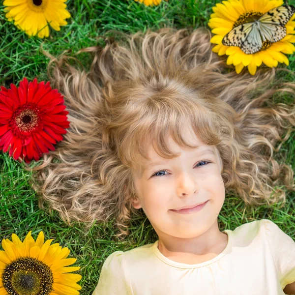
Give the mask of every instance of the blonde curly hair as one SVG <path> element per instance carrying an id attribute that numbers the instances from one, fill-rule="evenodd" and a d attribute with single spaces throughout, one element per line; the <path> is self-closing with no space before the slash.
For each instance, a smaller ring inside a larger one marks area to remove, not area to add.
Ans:
<path id="1" fill-rule="evenodd" d="M 283 187 L 295 190 L 291 167 L 273 158 L 295 125 L 295 106 L 270 99 L 293 97 L 295 83 L 274 83 L 274 68 L 236 75 L 212 53 L 204 28 L 109 33 L 101 36 L 103 46 L 78 53 L 91 53 L 88 71 L 65 54 L 45 53 L 71 124 L 56 149 L 30 168 L 41 208 L 47 204 L 69 224 L 114 217 L 117 236 L 128 235 L 133 214 L 142 213 L 132 206 L 133 170 L 148 160 L 153 140 L 163 157 L 176 155 L 166 144 L 168 135 L 193 148 L 181 137 L 185 124 L 217 148 L 227 193 L 259 205 L 285 202 Z"/>

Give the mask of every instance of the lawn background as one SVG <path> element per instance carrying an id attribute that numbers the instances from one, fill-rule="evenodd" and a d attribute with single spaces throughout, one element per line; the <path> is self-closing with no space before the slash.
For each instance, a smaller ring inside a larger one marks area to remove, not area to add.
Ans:
<path id="1" fill-rule="evenodd" d="M 165 27 L 177 29 L 196 28 L 207 26 L 211 7 L 216 0 L 169 0 L 158 6 L 148 7 L 134 1 L 118 0 L 72 0 L 67 1 L 67 9 L 71 18 L 68 25 L 57 32 L 50 28 L 50 34 L 44 39 L 29 37 L 7 21 L 0 3 L 0 85 L 9 87 L 10 83 L 19 85 L 24 77 L 29 81 L 36 77 L 38 82 L 46 81 L 49 59 L 40 51 L 40 45 L 52 55 L 58 57 L 70 49 L 72 54 L 87 46 L 96 45 L 96 37 L 109 30 L 134 33 L 153 30 Z M 295 0 L 289 3 L 294 5 Z M 287 56 L 290 61 L 286 67 L 295 69 L 295 55 Z M 84 64 L 89 64 L 89 55 L 78 56 Z M 281 64 L 279 64 L 282 66 Z M 284 65 L 283 67 L 285 66 Z M 284 74 L 283 75 L 284 76 Z M 295 81 L 292 75 L 283 78 Z M 275 158 L 279 163 L 286 163 L 295 167 L 295 132 L 282 146 Z M 71 227 L 65 224 L 57 212 L 50 214 L 38 206 L 38 198 L 29 184 L 30 173 L 18 162 L 0 151 L 0 240 L 11 239 L 13 233 L 22 240 L 29 231 L 35 239 L 43 231 L 45 239 L 54 238 L 53 243 L 59 243 L 71 250 L 70 257 L 77 258 L 73 266 L 79 266 L 76 273 L 82 276 L 79 282 L 82 295 L 91 295 L 99 276 L 103 262 L 115 251 L 125 251 L 135 247 L 153 242 L 156 239 L 148 221 L 145 217 L 132 222 L 132 234 L 123 241 L 111 236 L 114 233 L 112 223 L 104 230 L 94 224 L 88 232 L 83 225 L 73 222 Z M 221 230 L 234 230 L 243 223 L 256 219 L 268 218 L 275 222 L 285 233 L 295 239 L 295 193 L 287 193 L 285 206 L 263 206 L 246 207 L 237 196 L 227 195 L 219 217 Z M 0 246 L 0 249 L 1 249 Z"/>

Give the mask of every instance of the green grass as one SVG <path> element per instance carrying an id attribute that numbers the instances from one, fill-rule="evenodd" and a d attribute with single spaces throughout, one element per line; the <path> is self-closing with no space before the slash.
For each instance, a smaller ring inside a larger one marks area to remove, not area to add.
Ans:
<path id="1" fill-rule="evenodd" d="M 31 80 L 47 79 L 49 59 L 40 51 L 44 49 L 58 57 L 64 51 L 72 50 L 72 54 L 79 49 L 96 45 L 97 37 L 109 30 L 126 32 L 145 31 L 148 28 L 156 30 L 165 27 L 193 28 L 206 26 L 211 7 L 216 0 L 169 0 L 158 6 L 147 7 L 134 1 L 118 0 L 72 0 L 67 2 L 72 18 L 67 25 L 59 32 L 50 30 L 49 38 L 29 37 L 11 23 L 5 20 L 3 6 L 0 6 L 0 85 L 9 87 L 10 83 L 18 85 L 24 77 Z M 1 2 L 2 3 L 2 2 Z M 294 1 L 289 1 L 294 4 Z M 80 55 L 79 58 L 88 64 L 89 56 Z M 289 56 L 290 64 L 287 67 L 295 69 L 295 55 Z M 294 81 L 293 75 L 286 75 L 289 81 Z M 295 167 L 293 155 L 295 141 L 293 132 L 275 157 L 280 162 Z M 112 224 L 105 230 L 94 224 L 88 232 L 83 225 L 74 222 L 66 225 L 56 212 L 50 214 L 40 210 L 38 198 L 29 184 L 30 175 L 20 165 L 0 152 L 0 240 L 11 239 L 14 233 L 23 239 L 29 231 L 35 238 L 43 231 L 46 239 L 54 238 L 71 250 L 70 257 L 77 258 L 74 266 L 81 269 L 77 273 L 83 277 L 79 284 L 81 294 L 90 295 L 95 288 L 102 264 L 113 252 L 126 250 L 156 239 L 148 221 L 145 217 L 132 222 L 132 234 L 123 241 L 115 240 Z M 278 224 L 287 234 L 295 238 L 295 193 L 288 192 L 288 201 L 283 208 L 277 205 L 246 207 L 243 202 L 235 196 L 227 196 L 219 215 L 220 229 L 234 230 L 243 223 L 261 218 L 269 218 Z"/>

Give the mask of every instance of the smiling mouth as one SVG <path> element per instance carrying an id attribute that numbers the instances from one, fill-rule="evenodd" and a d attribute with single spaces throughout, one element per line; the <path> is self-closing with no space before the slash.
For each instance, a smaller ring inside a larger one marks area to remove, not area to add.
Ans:
<path id="1" fill-rule="evenodd" d="M 202 210 L 205 206 L 208 201 L 209 200 L 206 201 L 205 203 L 199 205 L 197 205 L 192 208 L 186 208 L 185 209 L 180 209 L 179 210 L 171 209 L 169 211 L 171 211 L 172 212 L 180 214 L 190 214 L 191 213 L 194 213 Z"/>

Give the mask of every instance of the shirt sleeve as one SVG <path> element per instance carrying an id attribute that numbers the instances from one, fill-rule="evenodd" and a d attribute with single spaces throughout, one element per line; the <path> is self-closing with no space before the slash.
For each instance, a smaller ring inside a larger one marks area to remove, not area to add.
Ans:
<path id="1" fill-rule="evenodd" d="M 111 254 L 102 266 L 96 288 L 92 295 L 133 295 L 124 259 L 124 252 Z"/>
<path id="2" fill-rule="evenodd" d="M 282 289 L 295 282 L 295 241 L 274 222 L 262 219 Z"/>

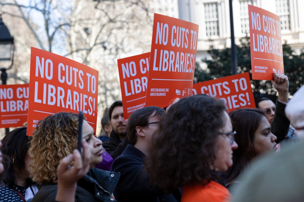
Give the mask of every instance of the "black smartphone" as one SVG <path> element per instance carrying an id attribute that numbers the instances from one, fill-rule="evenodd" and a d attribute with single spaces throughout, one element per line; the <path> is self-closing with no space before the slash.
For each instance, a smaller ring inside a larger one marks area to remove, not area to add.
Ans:
<path id="1" fill-rule="evenodd" d="M 82 139 L 82 121 L 83 120 L 83 113 L 82 112 L 79 112 L 79 125 L 78 126 L 78 141 L 77 149 L 81 153 L 81 140 Z"/>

### Task objective
Copy every line of the data above unchanged, leaving out the pictures.

### Worked solution
Give the mask of every instance of the blonde curly hair as one SVG <path> element per instance carrying an id attribute that numbers the instances from one, fill-rule="evenodd" and a d attribute with single spaces throughout, one element per line; the <path> is self-closing with no space before the slash.
For each instance, a smaller ring inside a larger one marks area to remove, not area to add.
Ans:
<path id="1" fill-rule="evenodd" d="M 283 187 L 295 190 L 291 167 L 273 158 L 295 125 L 295 106 L 270 99 L 293 97 L 295 83 L 274 83 L 274 68 L 236 75 L 212 53 L 204 28 L 109 33 L 101 36 L 103 46 L 78 53 L 91 53 L 88 71 L 65 54 L 45 53 L 71 124 L 56 149 L 30 168 L 41 208 L 47 204 L 69 224 L 114 217 L 117 236 L 128 235 L 133 214 L 142 213 L 132 206 L 133 170 L 148 160 L 153 140 L 163 157 L 176 155 L 166 144 L 168 135 L 193 148 L 181 137 L 185 124 L 217 148 L 227 193 L 259 205 L 285 202 Z"/>

Give the mask of every instance of the lawn background as one SVG <path> element per instance carrying an id attribute that numbers the instances from one, fill-rule="evenodd" and a d attribute with single spaces throughout, one element per line; the <path> is self-closing with no space before the slash.
For each instance, a smaller ring inside a larger one marks area to remove, not area to add.
Ans:
<path id="1" fill-rule="evenodd" d="M 165 27 L 177 29 L 196 28 L 207 26 L 211 7 L 216 0 L 169 0 L 158 6 L 148 7 L 134 1 L 118 0 L 72 0 L 67 1 L 67 9 L 71 18 L 68 25 L 57 32 L 50 28 L 50 34 L 44 39 L 29 37 L 7 21 L 0 3 L 0 85 L 9 87 L 10 83 L 19 85 L 24 77 L 29 81 L 36 77 L 38 82 L 46 81 L 49 59 L 40 51 L 40 45 L 52 55 L 58 57 L 70 49 L 72 54 L 87 46 L 96 45 L 96 37 L 109 30 L 134 33 L 153 30 Z M 295 0 L 289 3 L 294 5 Z M 287 56 L 290 61 L 286 67 L 295 69 L 295 55 Z M 84 64 L 89 64 L 89 55 L 78 56 Z M 281 64 L 279 64 L 282 66 Z M 284 65 L 283 67 L 285 66 Z M 284 74 L 283 75 L 284 76 Z M 295 81 L 292 75 L 283 78 Z M 275 158 L 279 163 L 286 163 L 295 167 L 295 132 L 282 146 Z M 71 227 L 65 224 L 57 212 L 50 214 L 38 206 L 38 198 L 29 184 L 30 173 L 18 162 L 0 151 L 0 240 L 11 239 L 13 233 L 22 240 L 29 231 L 35 239 L 43 231 L 45 239 L 54 238 L 53 243 L 59 243 L 71 250 L 70 257 L 77 258 L 73 266 L 79 266 L 76 273 L 82 276 L 79 282 L 82 295 L 91 295 L 99 276 L 103 262 L 115 251 L 125 251 L 135 247 L 153 242 L 156 239 L 148 221 L 145 217 L 132 222 L 132 234 L 123 241 L 111 236 L 114 233 L 112 223 L 104 230 L 94 224 L 88 232 L 83 225 L 73 222 Z M 221 230 L 234 230 L 243 223 L 256 219 L 268 218 L 275 222 L 285 233 L 295 239 L 295 193 L 287 193 L 285 206 L 263 206 L 246 207 L 237 196 L 227 195 L 219 217 Z M 0 246 L 0 249 L 1 249 Z"/>

Give the mask of every instance of the green grass as one SVG <path> element per instance carrying an id attribute that numbers the instances from one, fill-rule="evenodd" and a d attribute with single spaces throughout, one element per line; the <path> is self-closing with no space before the slash.
For each instance, a smaller ring inside a larger one marks area to remove, not area to add.
Ans:
<path id="1" fill-rule="evenodd" d="M 31 80 L 47 79 L 49 59 L 40 51 L 44 49 L 58 57 L 64 51 L 72 50 L 72 54 L 79 49 L 96 45 L 97 37 L 109 30 L 126 32 L 145 31 L 148 28 L 156 30 L 165 27 L 193 28 L 206 26 L 211 7 L 216 0 L 169 0 L 158 6 L 147 7 L 134 1 L 118 0 L 72 0 L 67 2 L 72 18 L 67 25 L 59 32 L 50 30 L 49 38 L 29 37 L 11 23 L 5 20 L 3 6 L 0 6 L 0 85 L 9 87 L 10 83 L 18 85 L 24 77 Z M 1 2 L 2 3 L 2 2 Z M 294 1 L 289 1 L 294 4 Z M 80 55 L 79 58 L 88 64 L 89 56 Z M 289 56 L 290 64 L 287 67 L 295 69 L 295 55 Z M 294 81 L 293 75 L 286 75 L 289 81 Z M 295 167 L 293 155 L 295 141 L 293 132 L 275 157 L 280 162 Z M 112 224 L 105 230 L 94 224 L 88 232 L 83 225 L 74 222 L 66 225 L 56 212 L 50 214 L 40 210 L 38 198 L 29 184 L 30 175 L 20 165 L 0 152 L 0 240 L 11 239 L 14 233 L 23 239 L 29 231 L 35 238 L 43 231 L 46 239 L 54 238 L 71 250 L 70 257 L 77 258 L 74 266 L 81 269 L 77 273 L 83 277 L 79 284 L 81 294 L 90 295 L 95 288 L 102 264 L 113 252 L 126 250 L 156 239 L 148 221 L 145 217 L 132 222 L 132 234 L 123 241 L 115 240 Z M 278 224 L 287 234 L 295 238 L 295 193 L 288 192 L 288 201 L 283 208 L 277 205 L 246 207 L 243 202 L 235 196 L 227 196 L 219 215 L 220 229 L 234 230 L 243 223 L 261 218 L 269 218 Z"/>

Give the mask of every instance of the smiling mouth as one SVG <path> element per instance carrying an id attribute that numbers the instances from one, fill-rule="evenodd" and a d attribute with single spaces throughout, one element per line; the <path> is self-closing with no space before the slash.
For each instance, a smaller ring inside a larger one marks area to remove, not area to add.
Ans:
<path id="1" fill-rule="evenodd" d="M 202 210 L 205 206 L 208 201 L 209 200 L 206 201 L 205 203 L 199 205 L 197 205 L 192 208 L 186 208 L 185 209 L 180 209 L 179 210 L 171 209 L 169 211 L 171 211 L 172 212 L 180 214 L 190 214 L 191 213 L 194 213 Z"/>

Give the mask of every instance of the shirt sleeve as one SVG <path> element per instance carrying an id attribute that numbers the instances from one, fill-rule="evenodd" and a d attribute with single spaces throughout, one element per line; the <path> is self-closing with no space before the slash.
For each instance, a smaller ring inside a larger one marks area to remove, not area to add.
Ans:
<path id="1" fill-rule="evenodd" d="M 111 254 L 102 266 L 96 288 L 92 295 L 133 295 L 124 259 L 124 252 Z"/>
<path id="2" fill-rule="evenodd" d="M 282 289 L 295 282 L 295 241 L 274 222 L 262 219 Z"/>

Give the mask of every instance of the "black smartphone" as one SVG <path> element per instance carrying an id attribute that numbers the instances from one, fill-rule="evenodd" and a d attribute with single spaces throughout, one element per line; the <path> is self-closing with no space before the slash.
For each instance, a smaller ring inside a larger one marks area to remove, not area to add.
Ans:
<path id="1" fill-rule="evenodd" d="M 82 139 L 82 121 L 83 120 L 83 113 L 82 112 L 79 112 L 79 125 L 78 126 L 78 141 L 77 149 L 81 153 L 81 140 Z"/>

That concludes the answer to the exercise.